** START OF Data for the task **
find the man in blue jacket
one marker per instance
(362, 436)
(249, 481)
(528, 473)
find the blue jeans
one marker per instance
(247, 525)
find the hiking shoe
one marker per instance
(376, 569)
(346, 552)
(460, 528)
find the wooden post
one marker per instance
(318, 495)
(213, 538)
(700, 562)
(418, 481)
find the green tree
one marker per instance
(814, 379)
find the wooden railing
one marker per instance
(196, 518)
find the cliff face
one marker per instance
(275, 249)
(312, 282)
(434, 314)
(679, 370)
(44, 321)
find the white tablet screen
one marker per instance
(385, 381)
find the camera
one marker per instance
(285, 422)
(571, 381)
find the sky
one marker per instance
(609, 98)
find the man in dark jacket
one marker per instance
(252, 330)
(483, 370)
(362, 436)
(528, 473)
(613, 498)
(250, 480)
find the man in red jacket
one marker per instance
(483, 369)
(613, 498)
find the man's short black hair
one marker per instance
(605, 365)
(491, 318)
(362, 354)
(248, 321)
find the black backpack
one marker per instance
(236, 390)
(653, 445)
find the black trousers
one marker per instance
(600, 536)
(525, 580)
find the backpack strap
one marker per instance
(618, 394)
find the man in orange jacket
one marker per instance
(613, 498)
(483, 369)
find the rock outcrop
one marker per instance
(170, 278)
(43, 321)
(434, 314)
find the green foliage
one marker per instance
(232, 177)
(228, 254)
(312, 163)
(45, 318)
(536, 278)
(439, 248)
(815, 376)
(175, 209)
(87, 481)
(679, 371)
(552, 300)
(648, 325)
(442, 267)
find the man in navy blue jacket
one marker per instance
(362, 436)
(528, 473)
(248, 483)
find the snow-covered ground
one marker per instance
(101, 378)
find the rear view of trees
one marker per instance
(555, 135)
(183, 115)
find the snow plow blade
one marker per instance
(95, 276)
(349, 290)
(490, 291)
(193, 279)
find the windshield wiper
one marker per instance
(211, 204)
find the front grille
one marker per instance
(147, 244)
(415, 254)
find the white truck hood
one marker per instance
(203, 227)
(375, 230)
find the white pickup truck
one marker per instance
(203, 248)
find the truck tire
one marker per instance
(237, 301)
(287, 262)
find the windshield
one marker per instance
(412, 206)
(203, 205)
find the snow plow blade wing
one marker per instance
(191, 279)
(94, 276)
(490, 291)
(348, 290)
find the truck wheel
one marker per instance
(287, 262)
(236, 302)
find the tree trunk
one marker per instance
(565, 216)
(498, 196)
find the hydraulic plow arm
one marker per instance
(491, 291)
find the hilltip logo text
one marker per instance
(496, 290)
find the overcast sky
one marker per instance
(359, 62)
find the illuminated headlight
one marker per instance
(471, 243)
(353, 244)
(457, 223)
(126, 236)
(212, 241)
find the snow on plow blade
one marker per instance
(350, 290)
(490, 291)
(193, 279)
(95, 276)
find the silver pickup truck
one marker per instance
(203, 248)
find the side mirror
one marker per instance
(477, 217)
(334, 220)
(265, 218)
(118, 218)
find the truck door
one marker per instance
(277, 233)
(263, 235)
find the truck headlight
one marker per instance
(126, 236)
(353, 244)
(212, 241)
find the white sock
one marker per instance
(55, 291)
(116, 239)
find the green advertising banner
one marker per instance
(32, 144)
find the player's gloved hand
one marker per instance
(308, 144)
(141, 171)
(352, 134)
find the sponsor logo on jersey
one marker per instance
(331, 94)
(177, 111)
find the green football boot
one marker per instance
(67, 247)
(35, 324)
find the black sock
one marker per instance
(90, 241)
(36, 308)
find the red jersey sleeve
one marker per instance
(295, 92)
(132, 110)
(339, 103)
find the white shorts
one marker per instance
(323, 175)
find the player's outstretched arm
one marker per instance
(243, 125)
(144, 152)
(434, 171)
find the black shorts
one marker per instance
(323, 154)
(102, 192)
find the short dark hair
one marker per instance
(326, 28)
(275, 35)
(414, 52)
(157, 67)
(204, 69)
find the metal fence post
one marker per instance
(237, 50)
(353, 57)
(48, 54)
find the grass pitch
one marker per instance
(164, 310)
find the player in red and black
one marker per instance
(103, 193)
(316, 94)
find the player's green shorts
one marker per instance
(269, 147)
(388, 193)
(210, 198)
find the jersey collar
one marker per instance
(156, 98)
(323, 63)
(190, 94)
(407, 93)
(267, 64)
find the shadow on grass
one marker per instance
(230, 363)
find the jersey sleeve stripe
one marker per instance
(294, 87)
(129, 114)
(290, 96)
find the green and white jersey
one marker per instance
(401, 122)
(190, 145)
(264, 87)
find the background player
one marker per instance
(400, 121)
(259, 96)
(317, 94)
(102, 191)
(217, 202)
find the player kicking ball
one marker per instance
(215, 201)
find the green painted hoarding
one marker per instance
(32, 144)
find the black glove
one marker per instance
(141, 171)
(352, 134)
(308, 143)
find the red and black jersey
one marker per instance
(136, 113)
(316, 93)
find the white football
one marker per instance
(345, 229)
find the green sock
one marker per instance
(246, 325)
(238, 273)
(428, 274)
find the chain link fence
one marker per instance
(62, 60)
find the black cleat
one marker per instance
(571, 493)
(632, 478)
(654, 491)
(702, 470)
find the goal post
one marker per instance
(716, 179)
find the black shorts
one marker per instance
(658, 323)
** END OF Data for the task **
§ To do: The records above are to be copied in full, exactly as written.

§ Task solution:
find the man in blue jacket
one marker per instance
(362, 436)
(249, 481)
(528, 473)
find the blue jeans
one marker per instance
(247, 525)
find the hiking shoe
one marker per instance
(376, 569)
(346, 552)
(460, 528)
find the wooden post
one marker per instance
(318, 495)
(213, 538)
(700, 562)
(418, 481)
find the green tree
one marker per instance
(814, 379)
find the wooden railing
one marker per instance
(196, 518)
find the cliff face
one marker per instance
(275, 249)
(312, 282)
(434, 314)
(679, 370)
(44, 321)
find the white tablet screen
one marker per instance
(385, 381)
find the camera
one marker per instance
(285, 422)
(571, 381)
find the sky
one marker per instance
(609, 98)
find the man in dark jacket
one marker per instance
(252, 330)
(483, 370)
(362, 436)
(528, 473)
(613, 498)
(250, 480)
find the man in red jacket
one marker per instance
(483, 369)
(613, 498)
find the man's short black hair
one marker per instance
(605, 365)
(491, 318)
(362, 354)
(248, 321)
find the black backpack
one marker per instance
(236, 390)
(653, 445)
find the black trousers
one marker per instance
(600, 536)
(525, 580)
find the backpack strap
one marker per instance
(618, 394)
find the man in orange jacket
one marker per instance
(613, 498)
(483, 369)
find the rock outcrop
one marker per instance
(170, 278)
(43, 321)
(434, 314)
find the green foliage
one marker per instance
(232, 177)
(228, 254)
(312, 163)
(45, 318)
(536, 278)
(439, 248)
(815, 376)
(175, 209)
(87, 481)
(679, 371)
(552, 300)
(648, 325)
(442, 267)
find the man in navy blue jacket
one marker per instance
(362, 436)
(528, 473)
(248, 483)
find the snow-covered ground
one marker per instance
(101, 378)
find the rear view of trees
one marker per instance
(555, 135)
(183, 115)
find the snow plow blade
one marker per instance
(95, 276)
(349, 290)
(490, 291)
(193, 279)
find the windshield wiper
one marker per instance
(211, 204)
find the front grille
one marker per instance
(147, 244)
(415, 254)
find the white truck hood
one marker per instance
(203, 227)
(375, 230)
find the white pickup truck
one marker per instance
(203, 248)
find the truck tire
one marker per instance
(237, 301)
(287, 262)
find the windshield
one marker per instance
(412, 206)
(203, 205)
find the snow plow blade wing
one marker per instance
(191, 279)
(94, 276)
(490, 291)
(348, 290)
find the truck wheel
one marker per instance
(287, 262)
(236, 302)
find the tree trunk
one marker per instance
(565, 216)
(498, 196)
find the hydraulic plow arm
one marker per instance
(491, 291)
find the hilltip logo text
one marker per instance
(496, 290)
find the overcast sky
one marker per instance
(359, 62)
find the illuminated headlight
one marker per instance
(471, 243)
(353, 244)
(457, 223)
(126, 236)
(212, 241)
find the snow on plow blade
one marker per instance
(350, 290)
(490, 291)
(193, 279)
(95, 276)
find the silver pickup truck
one marker per instance
(203, 248)
find the side mirror
one marker per instance
(477, 217)
(334, 220)
(265, 218)
(118, 218)
find the truck door
one marker per instance
(277, 233)
(263, 235)
find the truck headlight
one marker per instance
(126, 236)
(353, 244)
(212, 241)
find the white sock
one marker per instance
(55, 291)
(116, 239)
find the green advertising banner
one marker per instance
(32, 144)
find the player's gloved hand
one marker per instance
(308, 144)
(141, 171)
(352, 134)
find the sponsor logo on jersey
one marker per instance
(331, 94)
(177, 111)
find the green football boot
one marker per instance
(67, 247)
(35, 324)
find the black sock
one marker per instance
(90, 241)
(36, 308)
find the red jersey sleeve
one marker per instance
(295, 92)
(132, 110)
(339, 103)
find the white shorts
one marker per instance
(323, 175)
find the player's outstretched arm
one marker per instance
(243, 125)
(144, 152)
(434, 171)
find the black shorts
one marker per instance
(323, 154)
(102, 192)
find the short dark hair
one marker per instance
(326, 28)
(275, 35)
(414, 52)
(157, 67)
(204, 69)
find the metal fence post
one marker per instance
(237, 50)
(353, 57)
(48, 54)
find the grass pitch
one marker per instance
(164, 310)
find the player in red and black
one marker per instance
(103, 193)
(316, 94)
find the player's green shorts
one marker per instance
(269, 147)
(388, 193)
(210, 198)
find the jersey collar
one marker per instance
(156, 98)
(323, 63)
(190, 94)
(407, 93)
(267, 64)
find the shadow on grass
one marker per instance
(230, 363)
find the jersey sleeve stripe
one marker per instance
(294, 87)
(129, 114)
(290, 96)
find the green and white jersey
one marker per instance
(401, 122)
(190, 145)
(264, 87)
find the background player
one marker per instance
(400, 121)
(259, 96)
(317, 94)
(102, 191)
(217, 202)
find the player kicking ball
one marker per instance
(215, 201)
find the green painted hoarding
one marker per instance
(32, 144)
find the black glove
one marker per instance
(141, 171)
(352, 134)
(308, 143)
find the red and black jersey
one marker per instance
(136, 113)
(316, 93)
find the white football
one marker per instance
(345, 229)
find the green sock
one marker per instance
(246, 325)
(238, 273)
(428, 274)
find the chain link fence
one marker per instance
(62, 60)
find the black cleat
one marker per instance
(571, 493)
(632, 478)
(654, 491)
(702, 470)
find the goal post
one marker per instance
(716, 179)
find the black shorts
one marker per instance
(658, 323)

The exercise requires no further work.